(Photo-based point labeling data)

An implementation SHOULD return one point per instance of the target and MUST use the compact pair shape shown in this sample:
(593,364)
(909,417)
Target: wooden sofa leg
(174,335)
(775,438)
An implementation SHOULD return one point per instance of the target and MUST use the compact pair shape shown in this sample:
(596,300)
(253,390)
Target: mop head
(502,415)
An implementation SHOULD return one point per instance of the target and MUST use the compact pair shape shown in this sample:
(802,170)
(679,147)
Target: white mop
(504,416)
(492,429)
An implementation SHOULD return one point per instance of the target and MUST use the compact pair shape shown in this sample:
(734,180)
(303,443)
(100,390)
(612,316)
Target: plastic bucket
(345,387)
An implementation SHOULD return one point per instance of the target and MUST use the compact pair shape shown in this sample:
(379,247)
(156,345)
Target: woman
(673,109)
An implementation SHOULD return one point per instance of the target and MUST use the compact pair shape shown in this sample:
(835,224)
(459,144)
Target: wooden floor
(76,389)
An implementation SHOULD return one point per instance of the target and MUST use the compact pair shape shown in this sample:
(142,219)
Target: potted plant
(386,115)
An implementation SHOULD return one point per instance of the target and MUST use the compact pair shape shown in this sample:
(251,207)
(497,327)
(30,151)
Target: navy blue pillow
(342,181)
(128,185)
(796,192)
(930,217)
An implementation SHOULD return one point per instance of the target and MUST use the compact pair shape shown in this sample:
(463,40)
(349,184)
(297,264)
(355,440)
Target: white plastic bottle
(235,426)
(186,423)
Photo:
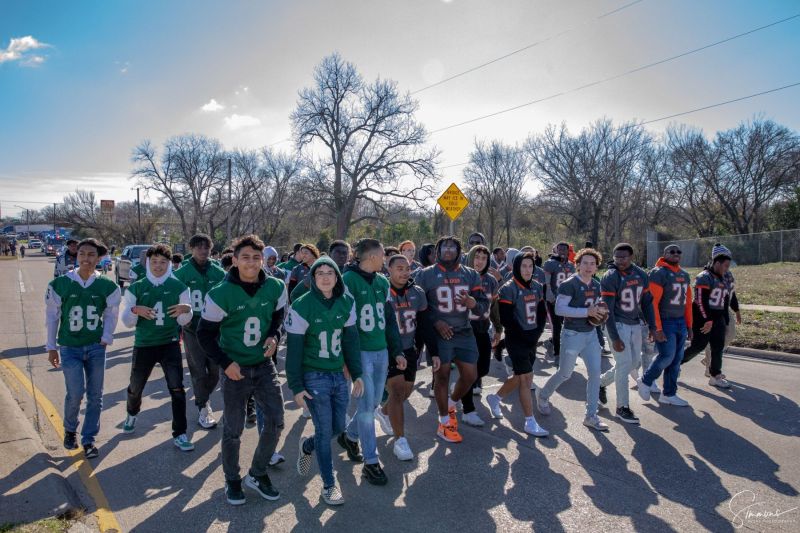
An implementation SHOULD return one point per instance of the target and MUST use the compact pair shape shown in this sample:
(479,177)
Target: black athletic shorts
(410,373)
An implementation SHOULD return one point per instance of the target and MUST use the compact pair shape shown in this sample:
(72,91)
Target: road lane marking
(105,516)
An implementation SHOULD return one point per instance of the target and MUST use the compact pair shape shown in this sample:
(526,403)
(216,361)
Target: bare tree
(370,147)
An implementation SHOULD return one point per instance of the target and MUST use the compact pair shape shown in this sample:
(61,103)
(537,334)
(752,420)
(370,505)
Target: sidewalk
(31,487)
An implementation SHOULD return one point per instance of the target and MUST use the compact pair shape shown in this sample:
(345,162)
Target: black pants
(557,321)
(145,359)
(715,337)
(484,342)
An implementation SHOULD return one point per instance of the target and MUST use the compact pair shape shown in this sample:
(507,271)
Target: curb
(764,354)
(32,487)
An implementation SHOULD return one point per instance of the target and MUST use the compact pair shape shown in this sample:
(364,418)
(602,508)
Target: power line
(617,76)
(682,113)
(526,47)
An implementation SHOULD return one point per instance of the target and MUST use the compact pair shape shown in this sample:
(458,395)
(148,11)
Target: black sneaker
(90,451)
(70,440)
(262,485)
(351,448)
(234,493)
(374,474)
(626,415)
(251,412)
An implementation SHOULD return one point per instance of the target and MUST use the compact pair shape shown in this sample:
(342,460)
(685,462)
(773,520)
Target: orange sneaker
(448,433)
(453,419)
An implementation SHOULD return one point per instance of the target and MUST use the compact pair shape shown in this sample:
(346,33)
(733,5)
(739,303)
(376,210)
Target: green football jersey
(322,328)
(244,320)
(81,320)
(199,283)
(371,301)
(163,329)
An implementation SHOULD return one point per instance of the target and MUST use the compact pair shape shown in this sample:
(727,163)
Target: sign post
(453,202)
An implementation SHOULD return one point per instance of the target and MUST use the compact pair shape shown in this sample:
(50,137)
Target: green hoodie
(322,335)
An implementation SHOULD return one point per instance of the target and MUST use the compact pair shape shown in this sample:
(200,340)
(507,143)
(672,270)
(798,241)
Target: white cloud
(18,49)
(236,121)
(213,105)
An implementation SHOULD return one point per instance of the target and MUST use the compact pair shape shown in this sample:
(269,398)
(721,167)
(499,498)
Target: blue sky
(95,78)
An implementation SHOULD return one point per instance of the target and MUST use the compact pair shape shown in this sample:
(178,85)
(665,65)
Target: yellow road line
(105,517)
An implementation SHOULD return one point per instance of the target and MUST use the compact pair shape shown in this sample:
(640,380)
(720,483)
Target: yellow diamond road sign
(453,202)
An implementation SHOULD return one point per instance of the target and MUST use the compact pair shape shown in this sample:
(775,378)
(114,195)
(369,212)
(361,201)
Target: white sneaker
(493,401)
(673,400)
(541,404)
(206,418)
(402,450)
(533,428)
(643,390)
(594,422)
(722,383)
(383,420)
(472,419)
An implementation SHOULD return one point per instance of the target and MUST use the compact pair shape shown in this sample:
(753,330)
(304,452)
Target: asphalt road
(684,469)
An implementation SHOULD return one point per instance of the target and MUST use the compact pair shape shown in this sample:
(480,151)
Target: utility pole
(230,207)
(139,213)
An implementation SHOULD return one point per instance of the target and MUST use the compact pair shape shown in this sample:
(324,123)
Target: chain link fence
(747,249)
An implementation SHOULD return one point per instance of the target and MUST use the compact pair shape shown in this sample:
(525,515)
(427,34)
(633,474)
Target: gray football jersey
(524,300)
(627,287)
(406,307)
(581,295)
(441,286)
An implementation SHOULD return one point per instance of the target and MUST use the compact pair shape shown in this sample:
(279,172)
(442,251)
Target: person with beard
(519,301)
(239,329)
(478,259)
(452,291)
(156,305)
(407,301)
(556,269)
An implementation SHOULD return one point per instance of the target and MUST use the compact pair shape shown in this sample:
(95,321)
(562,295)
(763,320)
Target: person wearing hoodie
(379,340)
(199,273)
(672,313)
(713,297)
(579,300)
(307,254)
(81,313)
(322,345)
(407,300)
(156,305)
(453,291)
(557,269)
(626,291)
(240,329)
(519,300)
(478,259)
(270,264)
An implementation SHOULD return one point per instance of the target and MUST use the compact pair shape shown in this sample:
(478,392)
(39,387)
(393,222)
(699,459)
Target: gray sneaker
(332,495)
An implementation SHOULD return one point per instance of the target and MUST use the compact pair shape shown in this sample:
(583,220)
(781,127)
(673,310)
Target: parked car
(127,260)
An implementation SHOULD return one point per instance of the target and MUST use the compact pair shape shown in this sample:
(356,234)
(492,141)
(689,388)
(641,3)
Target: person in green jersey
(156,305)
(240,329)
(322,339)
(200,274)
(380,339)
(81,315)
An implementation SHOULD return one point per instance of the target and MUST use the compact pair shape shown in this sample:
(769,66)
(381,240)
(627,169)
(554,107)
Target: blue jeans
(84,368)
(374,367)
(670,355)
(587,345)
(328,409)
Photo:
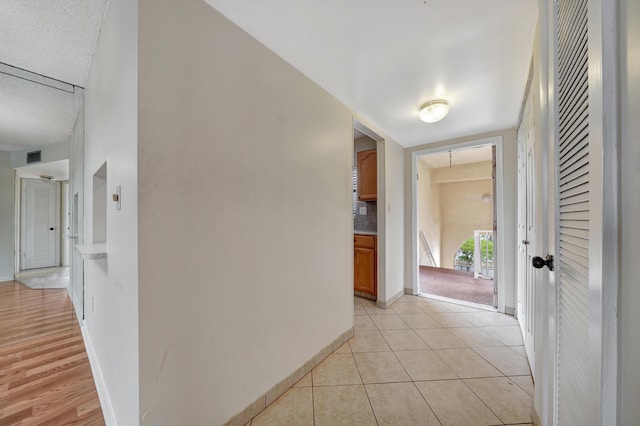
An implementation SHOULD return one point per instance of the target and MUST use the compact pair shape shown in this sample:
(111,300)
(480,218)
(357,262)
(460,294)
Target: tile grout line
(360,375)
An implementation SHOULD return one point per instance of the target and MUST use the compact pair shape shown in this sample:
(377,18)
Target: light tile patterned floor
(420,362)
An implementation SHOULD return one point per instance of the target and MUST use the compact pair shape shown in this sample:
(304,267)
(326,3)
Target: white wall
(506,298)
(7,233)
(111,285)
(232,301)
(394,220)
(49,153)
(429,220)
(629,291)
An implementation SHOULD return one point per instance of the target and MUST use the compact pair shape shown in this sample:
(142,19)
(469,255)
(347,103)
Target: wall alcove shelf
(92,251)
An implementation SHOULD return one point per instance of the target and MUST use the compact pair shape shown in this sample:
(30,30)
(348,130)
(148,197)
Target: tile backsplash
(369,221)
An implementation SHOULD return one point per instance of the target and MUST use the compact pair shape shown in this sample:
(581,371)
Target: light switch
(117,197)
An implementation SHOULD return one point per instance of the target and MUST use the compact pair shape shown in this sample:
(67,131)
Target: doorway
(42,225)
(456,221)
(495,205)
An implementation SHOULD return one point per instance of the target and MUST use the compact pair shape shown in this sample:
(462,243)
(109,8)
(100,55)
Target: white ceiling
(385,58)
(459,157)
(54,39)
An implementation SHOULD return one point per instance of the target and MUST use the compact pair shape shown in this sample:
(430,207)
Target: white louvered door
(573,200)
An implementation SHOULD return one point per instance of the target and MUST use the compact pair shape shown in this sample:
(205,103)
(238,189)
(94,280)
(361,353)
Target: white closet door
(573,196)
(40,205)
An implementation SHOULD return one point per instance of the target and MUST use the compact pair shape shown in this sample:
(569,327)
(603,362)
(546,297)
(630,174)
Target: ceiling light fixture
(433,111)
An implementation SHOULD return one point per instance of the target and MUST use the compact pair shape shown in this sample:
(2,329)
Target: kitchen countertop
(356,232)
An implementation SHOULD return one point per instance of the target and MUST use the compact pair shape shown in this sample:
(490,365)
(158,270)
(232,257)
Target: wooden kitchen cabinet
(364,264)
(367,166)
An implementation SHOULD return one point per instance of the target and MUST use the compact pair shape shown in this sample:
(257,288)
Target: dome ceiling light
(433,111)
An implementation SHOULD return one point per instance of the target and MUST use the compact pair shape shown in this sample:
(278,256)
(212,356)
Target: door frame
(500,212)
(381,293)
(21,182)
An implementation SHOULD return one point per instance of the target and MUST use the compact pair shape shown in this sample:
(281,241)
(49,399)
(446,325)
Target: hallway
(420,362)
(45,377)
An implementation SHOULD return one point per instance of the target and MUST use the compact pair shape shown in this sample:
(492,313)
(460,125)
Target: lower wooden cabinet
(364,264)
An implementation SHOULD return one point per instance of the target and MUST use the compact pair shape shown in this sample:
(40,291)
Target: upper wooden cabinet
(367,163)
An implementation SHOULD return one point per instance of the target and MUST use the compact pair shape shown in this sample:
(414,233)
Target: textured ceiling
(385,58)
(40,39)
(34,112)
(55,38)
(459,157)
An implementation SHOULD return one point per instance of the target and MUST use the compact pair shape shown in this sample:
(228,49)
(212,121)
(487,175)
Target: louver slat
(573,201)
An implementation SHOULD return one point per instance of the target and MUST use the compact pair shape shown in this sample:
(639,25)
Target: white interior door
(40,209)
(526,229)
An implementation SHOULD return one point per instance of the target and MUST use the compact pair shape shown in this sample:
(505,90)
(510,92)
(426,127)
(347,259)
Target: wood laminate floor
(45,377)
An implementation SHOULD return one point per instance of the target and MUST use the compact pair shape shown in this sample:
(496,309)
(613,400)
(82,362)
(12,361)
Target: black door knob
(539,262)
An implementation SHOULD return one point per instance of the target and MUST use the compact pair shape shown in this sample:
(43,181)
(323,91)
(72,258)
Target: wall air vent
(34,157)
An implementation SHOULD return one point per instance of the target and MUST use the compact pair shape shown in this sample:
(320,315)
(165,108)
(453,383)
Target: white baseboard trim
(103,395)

EXERCISE OBJECTIVE: Report every line of the data above that contains the word "gray", copying each line in full. Match case exactly.

OUTPUT FOR THIS EXERCISE:
Target: gray football jersey
Target: gray sneaker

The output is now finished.